→ Exercise details
Lines holding the string "segmentation" in the listing below are to be copied.

→ Dataset entries
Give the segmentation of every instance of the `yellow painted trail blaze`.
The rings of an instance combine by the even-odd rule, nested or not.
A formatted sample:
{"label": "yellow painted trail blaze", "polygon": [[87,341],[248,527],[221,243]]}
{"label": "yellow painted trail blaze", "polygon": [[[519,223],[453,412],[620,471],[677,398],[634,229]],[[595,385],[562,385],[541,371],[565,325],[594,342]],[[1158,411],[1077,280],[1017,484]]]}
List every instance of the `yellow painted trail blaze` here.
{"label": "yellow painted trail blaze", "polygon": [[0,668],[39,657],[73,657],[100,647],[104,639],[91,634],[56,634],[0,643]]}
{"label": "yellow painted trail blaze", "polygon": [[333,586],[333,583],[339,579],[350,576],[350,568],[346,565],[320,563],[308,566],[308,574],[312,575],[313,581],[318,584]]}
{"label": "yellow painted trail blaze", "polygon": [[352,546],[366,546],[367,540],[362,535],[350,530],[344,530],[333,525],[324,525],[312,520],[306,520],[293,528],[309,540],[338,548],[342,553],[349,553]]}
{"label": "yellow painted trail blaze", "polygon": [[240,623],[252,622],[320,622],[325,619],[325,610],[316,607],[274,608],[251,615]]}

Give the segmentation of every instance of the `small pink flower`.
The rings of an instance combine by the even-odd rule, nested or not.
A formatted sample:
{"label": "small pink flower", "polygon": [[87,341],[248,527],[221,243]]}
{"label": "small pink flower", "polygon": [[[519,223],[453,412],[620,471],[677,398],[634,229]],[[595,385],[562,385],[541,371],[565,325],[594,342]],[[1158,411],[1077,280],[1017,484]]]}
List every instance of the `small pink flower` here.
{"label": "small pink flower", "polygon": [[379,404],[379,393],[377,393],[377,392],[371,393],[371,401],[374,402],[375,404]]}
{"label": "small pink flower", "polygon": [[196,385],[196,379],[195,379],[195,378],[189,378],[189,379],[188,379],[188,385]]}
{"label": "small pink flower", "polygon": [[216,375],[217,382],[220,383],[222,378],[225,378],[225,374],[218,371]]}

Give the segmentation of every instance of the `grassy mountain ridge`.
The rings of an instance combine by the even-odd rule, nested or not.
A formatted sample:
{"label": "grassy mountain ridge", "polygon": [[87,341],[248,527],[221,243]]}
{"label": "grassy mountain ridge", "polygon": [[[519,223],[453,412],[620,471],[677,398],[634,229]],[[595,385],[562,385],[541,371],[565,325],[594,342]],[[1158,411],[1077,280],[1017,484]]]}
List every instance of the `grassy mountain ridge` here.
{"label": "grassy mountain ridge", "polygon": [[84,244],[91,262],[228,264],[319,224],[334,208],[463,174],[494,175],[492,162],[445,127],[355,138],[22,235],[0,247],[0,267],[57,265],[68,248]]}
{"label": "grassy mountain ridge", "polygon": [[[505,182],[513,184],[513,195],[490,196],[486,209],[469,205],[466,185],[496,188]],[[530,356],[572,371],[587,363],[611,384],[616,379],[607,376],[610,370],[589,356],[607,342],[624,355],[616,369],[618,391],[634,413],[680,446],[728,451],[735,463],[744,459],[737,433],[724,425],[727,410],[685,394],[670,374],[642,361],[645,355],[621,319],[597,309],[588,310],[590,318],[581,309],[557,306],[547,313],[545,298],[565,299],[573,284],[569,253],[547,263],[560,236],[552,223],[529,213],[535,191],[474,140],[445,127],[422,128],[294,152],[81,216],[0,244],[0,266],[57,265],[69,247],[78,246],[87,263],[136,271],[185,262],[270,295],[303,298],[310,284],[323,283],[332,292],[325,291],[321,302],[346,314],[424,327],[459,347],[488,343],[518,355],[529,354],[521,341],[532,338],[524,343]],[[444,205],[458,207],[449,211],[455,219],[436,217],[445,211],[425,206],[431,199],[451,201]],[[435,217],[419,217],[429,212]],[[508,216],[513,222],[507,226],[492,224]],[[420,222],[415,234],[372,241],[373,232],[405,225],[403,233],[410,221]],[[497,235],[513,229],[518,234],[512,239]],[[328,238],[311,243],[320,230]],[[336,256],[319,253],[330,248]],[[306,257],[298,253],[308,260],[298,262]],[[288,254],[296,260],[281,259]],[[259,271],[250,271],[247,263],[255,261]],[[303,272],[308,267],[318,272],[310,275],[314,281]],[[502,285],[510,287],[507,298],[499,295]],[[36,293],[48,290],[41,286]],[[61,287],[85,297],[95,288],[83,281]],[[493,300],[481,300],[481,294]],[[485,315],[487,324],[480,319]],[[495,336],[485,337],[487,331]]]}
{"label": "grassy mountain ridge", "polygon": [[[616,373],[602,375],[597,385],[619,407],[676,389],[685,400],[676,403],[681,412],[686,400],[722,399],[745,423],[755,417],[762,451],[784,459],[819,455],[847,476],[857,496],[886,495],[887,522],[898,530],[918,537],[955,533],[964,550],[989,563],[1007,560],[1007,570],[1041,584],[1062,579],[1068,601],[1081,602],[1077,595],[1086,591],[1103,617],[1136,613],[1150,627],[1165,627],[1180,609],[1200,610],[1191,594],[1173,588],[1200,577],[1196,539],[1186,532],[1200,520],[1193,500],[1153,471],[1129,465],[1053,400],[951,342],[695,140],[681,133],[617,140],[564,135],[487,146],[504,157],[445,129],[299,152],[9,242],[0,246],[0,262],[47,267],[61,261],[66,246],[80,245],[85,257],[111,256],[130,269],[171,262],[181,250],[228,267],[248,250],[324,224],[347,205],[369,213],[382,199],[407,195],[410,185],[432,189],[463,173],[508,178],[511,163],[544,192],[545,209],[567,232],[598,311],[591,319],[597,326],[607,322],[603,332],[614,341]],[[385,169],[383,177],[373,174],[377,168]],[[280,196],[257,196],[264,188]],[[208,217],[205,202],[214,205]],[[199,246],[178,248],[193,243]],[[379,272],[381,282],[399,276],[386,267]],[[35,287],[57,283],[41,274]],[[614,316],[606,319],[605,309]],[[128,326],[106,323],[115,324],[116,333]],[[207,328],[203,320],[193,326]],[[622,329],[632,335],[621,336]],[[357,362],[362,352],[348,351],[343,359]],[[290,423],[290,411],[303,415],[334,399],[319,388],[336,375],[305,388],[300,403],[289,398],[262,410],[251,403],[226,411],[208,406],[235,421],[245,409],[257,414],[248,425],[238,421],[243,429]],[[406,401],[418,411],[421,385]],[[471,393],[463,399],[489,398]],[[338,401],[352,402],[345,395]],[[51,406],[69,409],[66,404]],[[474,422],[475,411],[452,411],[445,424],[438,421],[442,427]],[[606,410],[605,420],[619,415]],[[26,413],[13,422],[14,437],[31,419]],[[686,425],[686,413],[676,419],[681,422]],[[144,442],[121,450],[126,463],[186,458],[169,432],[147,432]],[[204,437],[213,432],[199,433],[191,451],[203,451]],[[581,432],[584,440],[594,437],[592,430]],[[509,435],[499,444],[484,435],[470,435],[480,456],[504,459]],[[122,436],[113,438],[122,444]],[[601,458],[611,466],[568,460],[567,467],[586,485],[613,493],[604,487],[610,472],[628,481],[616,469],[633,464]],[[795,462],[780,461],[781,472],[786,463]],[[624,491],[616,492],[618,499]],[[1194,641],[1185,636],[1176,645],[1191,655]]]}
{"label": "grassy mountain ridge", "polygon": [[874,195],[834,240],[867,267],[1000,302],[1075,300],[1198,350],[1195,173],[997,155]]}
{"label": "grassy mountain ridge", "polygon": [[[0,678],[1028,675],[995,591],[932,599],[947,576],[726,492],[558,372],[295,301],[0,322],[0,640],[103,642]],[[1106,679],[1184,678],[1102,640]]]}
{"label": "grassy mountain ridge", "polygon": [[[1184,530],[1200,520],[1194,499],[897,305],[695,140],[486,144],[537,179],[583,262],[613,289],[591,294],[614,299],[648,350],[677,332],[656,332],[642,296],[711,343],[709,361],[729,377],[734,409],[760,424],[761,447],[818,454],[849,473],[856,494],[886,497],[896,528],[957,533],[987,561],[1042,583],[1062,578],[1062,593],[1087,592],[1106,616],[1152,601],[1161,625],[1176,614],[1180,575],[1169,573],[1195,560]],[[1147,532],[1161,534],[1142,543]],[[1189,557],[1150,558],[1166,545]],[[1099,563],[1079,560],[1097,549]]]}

→ The answer
Give the segmentation of every instance of the `yellow painted trail blaze`.
Give the segmentation of every instance of the `small pink flower`.
Give the segmentation of every instance of the `grassy mountain ridge`.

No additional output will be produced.